Texto fornecido -

A Polícia Militar (PM) de São Paulo atirou mais de mil vezes em 459 pessoas desarmadas durante o ano de 2024, e grande parte dos casos foi concentrada na mão de alguns matadores profissionais, impulsionados e fabricados pela corporação. Os dados, divulgados pelo monopólio de imprensa Metrópoles, revelam como um grupo de policiais, apoiados na impunidade do velho Estado, fomenta uma verdadeira indústria de mortes, principalmente nas favelas paulistas.
De acordo com a reportagem do “Metrópoles”, ao menos 403 policiais foram acusados de assassinatos, dos quais 22 mataram mais de uma vez durante o ano de 2024 em 47 das 227 ocorrências da capital paulista. Isso significa que 20,7% dos homicídios policiais ocorreram pelas mãos de um reincidente. O principal assassino da PM de São Paulo foi o 2° tenente Ian Lopes de Lima, de 25 anos, responsável por um saldo de 5 mortes durante o ano passado.
Lopes de Lima, segundo outra reportagem do “Metrópoles”, apesar da pouca idade conseguiu ganhar notoriedade de seus superiores e em seu primeiro ano de corporação. Em abril do ano passado, menos de quatro meses após se tornar oficial, foi promovido para o comando noturno do 37° Batalhão Metropolitano, responsável pela região periférica do Capão Redondo.
Já em abril, Lopes de Lima realizou o seu primeiro assassinato, quando disparou no abdômen, braço e na nádega de Marco Aurélio, que sofria de problemas psiquiátricos e foi assassinado desarmado. Em justificativa, o policial informou que havia “esquecido” o equipamento “não letal” no carro, só sobrando a pistola.

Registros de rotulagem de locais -

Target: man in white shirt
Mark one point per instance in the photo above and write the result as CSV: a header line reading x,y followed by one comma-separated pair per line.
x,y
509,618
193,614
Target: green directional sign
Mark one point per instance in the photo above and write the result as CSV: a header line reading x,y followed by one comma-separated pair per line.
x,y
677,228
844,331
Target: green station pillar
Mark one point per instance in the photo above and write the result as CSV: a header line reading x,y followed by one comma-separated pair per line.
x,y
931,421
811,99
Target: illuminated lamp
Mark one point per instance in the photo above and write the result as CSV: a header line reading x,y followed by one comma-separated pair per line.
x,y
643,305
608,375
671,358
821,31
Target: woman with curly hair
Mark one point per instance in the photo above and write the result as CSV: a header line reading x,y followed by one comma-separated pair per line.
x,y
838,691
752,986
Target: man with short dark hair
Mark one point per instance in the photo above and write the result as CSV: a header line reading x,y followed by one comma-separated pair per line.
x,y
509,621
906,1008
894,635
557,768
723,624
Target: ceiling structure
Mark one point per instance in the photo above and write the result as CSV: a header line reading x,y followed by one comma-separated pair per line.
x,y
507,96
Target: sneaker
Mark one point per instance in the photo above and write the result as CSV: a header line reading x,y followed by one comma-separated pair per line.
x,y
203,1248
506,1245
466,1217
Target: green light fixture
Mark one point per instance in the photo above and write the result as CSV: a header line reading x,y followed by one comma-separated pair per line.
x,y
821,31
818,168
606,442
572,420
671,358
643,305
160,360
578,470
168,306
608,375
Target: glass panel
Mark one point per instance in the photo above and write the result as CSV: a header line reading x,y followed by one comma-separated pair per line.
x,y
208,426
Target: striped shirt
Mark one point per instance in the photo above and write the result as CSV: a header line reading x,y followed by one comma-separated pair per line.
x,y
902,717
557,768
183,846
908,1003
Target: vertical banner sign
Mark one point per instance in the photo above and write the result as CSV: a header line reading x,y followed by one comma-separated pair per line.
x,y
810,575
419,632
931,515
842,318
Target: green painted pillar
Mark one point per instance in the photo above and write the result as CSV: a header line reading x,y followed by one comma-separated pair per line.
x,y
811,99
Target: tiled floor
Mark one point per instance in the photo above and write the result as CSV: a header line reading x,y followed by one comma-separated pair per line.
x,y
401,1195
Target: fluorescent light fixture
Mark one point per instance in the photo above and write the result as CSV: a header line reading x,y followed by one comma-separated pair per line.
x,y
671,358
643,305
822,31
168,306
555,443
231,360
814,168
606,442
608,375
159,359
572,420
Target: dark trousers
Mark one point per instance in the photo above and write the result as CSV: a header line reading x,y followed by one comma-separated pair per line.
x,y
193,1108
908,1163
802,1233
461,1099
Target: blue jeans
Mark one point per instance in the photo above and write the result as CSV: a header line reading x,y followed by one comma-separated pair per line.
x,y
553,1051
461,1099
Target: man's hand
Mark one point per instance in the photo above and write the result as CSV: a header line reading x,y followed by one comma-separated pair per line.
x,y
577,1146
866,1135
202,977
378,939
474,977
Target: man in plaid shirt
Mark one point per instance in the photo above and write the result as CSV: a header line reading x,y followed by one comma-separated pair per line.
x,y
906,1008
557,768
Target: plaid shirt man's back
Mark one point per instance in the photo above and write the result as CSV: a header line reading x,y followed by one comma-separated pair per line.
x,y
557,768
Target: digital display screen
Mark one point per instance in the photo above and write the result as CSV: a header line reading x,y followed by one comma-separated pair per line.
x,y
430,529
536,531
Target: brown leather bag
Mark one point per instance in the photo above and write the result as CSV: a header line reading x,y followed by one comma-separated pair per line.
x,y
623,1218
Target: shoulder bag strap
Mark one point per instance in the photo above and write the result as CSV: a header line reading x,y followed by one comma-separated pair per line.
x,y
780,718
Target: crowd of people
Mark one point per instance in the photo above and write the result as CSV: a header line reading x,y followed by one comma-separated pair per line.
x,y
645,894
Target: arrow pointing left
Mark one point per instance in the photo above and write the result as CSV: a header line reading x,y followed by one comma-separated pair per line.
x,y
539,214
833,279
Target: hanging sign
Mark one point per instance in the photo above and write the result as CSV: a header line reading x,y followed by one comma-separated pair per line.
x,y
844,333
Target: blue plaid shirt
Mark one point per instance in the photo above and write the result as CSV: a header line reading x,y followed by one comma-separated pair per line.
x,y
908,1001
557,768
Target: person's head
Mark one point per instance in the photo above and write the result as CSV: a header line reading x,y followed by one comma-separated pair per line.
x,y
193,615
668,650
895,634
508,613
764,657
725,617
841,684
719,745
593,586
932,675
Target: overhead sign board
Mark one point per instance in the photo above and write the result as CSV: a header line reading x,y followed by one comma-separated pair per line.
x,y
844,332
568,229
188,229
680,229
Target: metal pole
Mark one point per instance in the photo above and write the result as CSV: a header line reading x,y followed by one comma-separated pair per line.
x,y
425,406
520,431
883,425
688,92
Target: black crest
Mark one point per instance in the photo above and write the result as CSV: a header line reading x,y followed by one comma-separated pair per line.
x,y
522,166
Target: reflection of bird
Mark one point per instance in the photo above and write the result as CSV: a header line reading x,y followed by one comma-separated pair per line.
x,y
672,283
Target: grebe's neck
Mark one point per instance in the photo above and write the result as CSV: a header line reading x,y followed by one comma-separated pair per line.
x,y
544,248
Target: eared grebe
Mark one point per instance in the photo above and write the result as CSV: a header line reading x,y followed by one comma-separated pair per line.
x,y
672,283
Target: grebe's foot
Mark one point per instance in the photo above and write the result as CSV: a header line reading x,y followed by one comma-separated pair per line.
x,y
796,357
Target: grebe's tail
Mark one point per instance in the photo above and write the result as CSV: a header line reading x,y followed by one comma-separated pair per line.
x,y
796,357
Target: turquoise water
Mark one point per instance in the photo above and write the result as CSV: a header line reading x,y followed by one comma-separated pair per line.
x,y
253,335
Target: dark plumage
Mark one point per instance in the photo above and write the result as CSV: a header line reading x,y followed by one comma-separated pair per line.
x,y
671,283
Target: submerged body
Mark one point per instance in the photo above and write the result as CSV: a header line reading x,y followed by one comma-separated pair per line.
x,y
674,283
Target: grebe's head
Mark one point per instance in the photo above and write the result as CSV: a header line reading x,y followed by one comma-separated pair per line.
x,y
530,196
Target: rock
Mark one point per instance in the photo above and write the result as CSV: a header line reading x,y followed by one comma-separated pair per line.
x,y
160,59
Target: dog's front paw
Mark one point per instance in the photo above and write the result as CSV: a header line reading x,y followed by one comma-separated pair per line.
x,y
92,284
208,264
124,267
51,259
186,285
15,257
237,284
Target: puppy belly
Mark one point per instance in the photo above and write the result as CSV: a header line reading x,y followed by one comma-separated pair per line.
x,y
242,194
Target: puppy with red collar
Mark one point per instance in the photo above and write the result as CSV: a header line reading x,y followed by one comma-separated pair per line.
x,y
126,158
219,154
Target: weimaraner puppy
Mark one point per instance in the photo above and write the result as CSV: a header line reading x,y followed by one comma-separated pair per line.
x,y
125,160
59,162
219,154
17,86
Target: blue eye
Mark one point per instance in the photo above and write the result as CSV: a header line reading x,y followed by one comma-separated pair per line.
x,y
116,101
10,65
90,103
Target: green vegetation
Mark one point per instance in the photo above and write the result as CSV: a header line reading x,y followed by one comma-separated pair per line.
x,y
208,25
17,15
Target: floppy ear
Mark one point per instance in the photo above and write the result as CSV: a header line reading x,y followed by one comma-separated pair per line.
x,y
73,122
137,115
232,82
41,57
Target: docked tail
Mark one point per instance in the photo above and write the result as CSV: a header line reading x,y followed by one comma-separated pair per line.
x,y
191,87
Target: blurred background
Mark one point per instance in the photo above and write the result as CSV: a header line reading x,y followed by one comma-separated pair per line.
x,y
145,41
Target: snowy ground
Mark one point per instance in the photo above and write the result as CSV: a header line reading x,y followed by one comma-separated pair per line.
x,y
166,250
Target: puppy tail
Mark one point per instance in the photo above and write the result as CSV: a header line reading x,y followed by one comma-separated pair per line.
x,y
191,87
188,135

Objetivo da tarefa -
Escreva a continuação do texto sobre as mortes de pessoas desarmadas causadas pela Polícia Militar de São Paulo em 2024, começando logo após a última frase apresentada.

Resultado do exercício -
Dois meses após o primeiro assassinato, Lopes de Lima foi promovido para o Comando de Policiamento de Área da capital paulista. Até novembro, outras quatro pessoas foram assassinadas pelo tenente, todas desarmadas. O PM também se envolveu em outros nove homicídios e só chegou a ser afastado após o quinto assassinato confirmado, contudo, um mês depois, em dezembro, já se encontrava em “estágio supervisionado pela instituição”, ou seja, em vias de retornar ao cotidiado policial. De acordo com o portal Ponte Jornalismo, Lopes de Lima é “padrinho braçal” de Rafael Talhada, primeiro tenente e filho do deputado estadual Coronel Telhada (PSDB).
Esse, contudo, não é o primeiro caso de um policial assassino ser beneficiado pela impunidade da PM de São Paulo. Em 2020, o ex-sargento da Rota (Ronda Ostensivas Tobias de Aguiar) Roberto Lopez Martinez, assassino de três jovens no caso conhecido como “Rota 66”, divulgou em seu perfil uma lista de dezenas de assassinatos cometidos, todos escritos à mão, como uma espécie de “lista de metas”. Acredita-se que foi responsável por ao menos 45 assassinatos.
Martinez é o personagem central da investigação jornalística feita pelo repórter Caco Barcellos entre 1985 e 1992, e que deu origem ao livro “Rota 66”. A investigação revelou uma série de matadores profissionais do batalhão especial da PM.
Em 2015, o então comandante da Rota e atual secretário de segurança pública de São Paulo, Guilherme Derrite, chegou a afirmar que em cinco anos, o policial que não assassinou ao menos três cidadãos deveria se envergonhar. Assim, pode-se presumir que a formação de um conjunto de policiais acostumados com as sádicas práticas de assassinatos em massa não é apenas um fenômeno isolado, mas uma política abertamente estimulada no interior da corporação.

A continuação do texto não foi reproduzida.